:: Objectif 1 ::
Recopiez à l'identique les deux entrées plus bas, celles sur la ferronnerie ornementale et sur la végétation verte, en omettant les images.

Avec mes collègues de l’Université Laval, des personnes aux cycles supérieurs et des professionnel.le.s de recherche, nous sommes plusieurs à faire de la recherche scientifique multidisciplinaire sur des thèmes impliquant l’étude de sociétés humaines. Pour la rédaction de cet article, j’ai voulu m’intéresser à nos expériences et j’ai demandé à ces collègues volontaires de remplir un questionnaire de 15 questions. Je vous partage dans les lignes qui suivent, les résultats et des réflexions personnelles sur le sujet.

Quel est le rapport de mes collègues à la recherche multidisciplinaire en milieu académique ?

Selon les résultats obtenus, mes collègues effectuent de la recherche impliquant diverses disciplines dès la conception de leur projet et dans l’analyse des données. Ceci leur permet de répondre adéquatement à une question de recherche, impliquant l’étude de sociétés humaines dans la gestion de ressources naturelles.

Je me suis ensuite intéressée à leurs perceptions des systèmes de financement à l’égard de la recherche concernée. Les personnes ont plutôt des impressions dans les tendances négatives. Iels ont mentionné que « parfois », voire « aucunement », ce type de recherche était favorisé.  

Je leur ai également demandé quels seraient les types de recherche qu’iels voudraient pratiquer dans un monde idéal où les ressources leur seraient accessibles. 33,3 % demeureraient dans le multidisciplinaire, tandis que 55,5 % iraient vers le pluridisciplinaire (utilisation de différentes expertises vers un objectif commun) ou le transdisciplinaire (connaissances formulées au-delà de disciplines strictement distinctes).

:: Données fournies ::
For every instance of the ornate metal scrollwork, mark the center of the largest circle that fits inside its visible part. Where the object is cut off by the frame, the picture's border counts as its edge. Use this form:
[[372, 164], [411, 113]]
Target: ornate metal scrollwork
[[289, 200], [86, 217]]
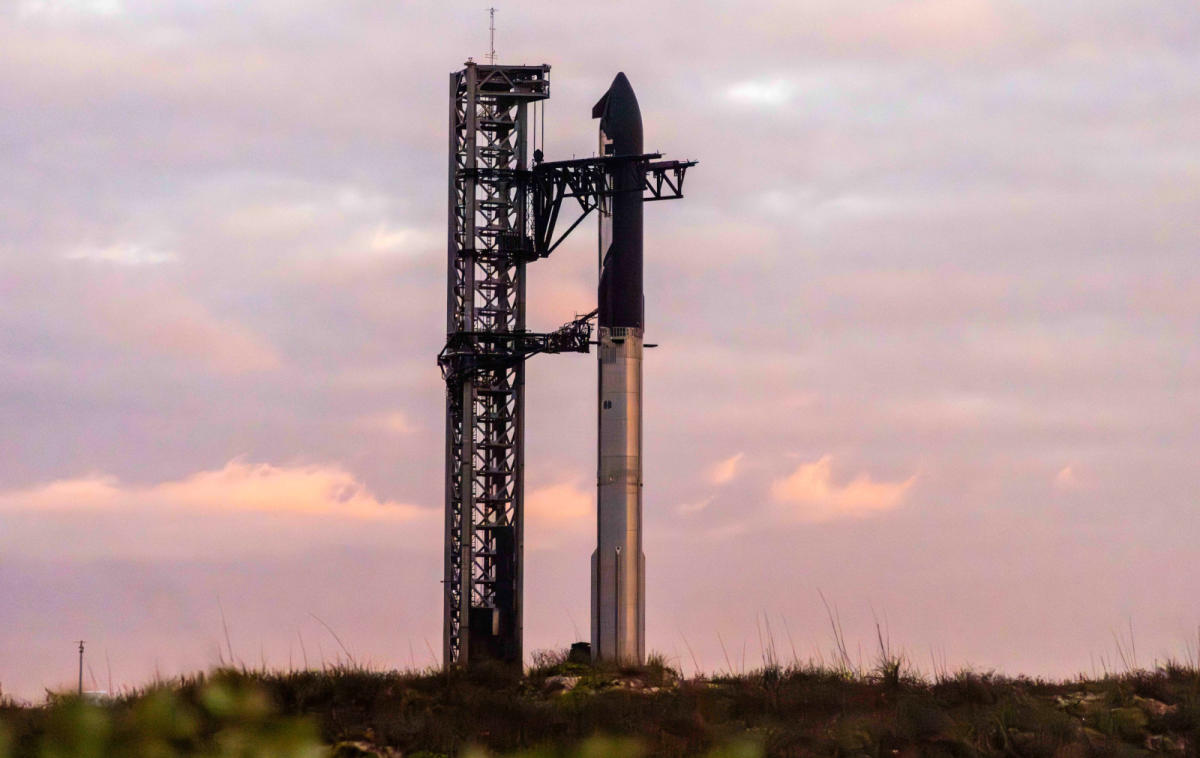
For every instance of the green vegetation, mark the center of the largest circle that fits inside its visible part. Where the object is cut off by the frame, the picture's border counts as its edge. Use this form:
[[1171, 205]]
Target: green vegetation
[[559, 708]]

:: Objectif 2 ::
Répondez à ces questions sur l'extrait cité :
(a) Combien de questions comptait le questionnaire rempli par les collègues ?
(b) Selon les collègues, à quelle fréquence les systèmes de financement favorisent-ils ce type de recherche ?
(c) Quel pourcentage se tournerait vers le pluridisciplinaire ou le transdisciplinaire dans un monde idéal ?

:: Résultat 1 ::
For every instance of the ornate metal scrollwork, mark the center of the largest circle that fits inside its visible part. Where the object is cut off by the frame, the picture's border counts as its edge. Use this form:
[[372, 164], [411, 113]]
Target: ornate metal scrollwork
[[289, 200], [86, 217]]
For every instance of the green vegetation, mark the center of the largest circle that fits inside its visible part. Where the object is cut off by the frame, the picture's border counts as its edge. Use this form:
[[1171, 205]]
Target: green vegetation
[[559, 708]]

:: Résultat 2 ::
(a) 15 questions.
(b) « Parfois », voire « aucunement ».
(c) 55,5 %.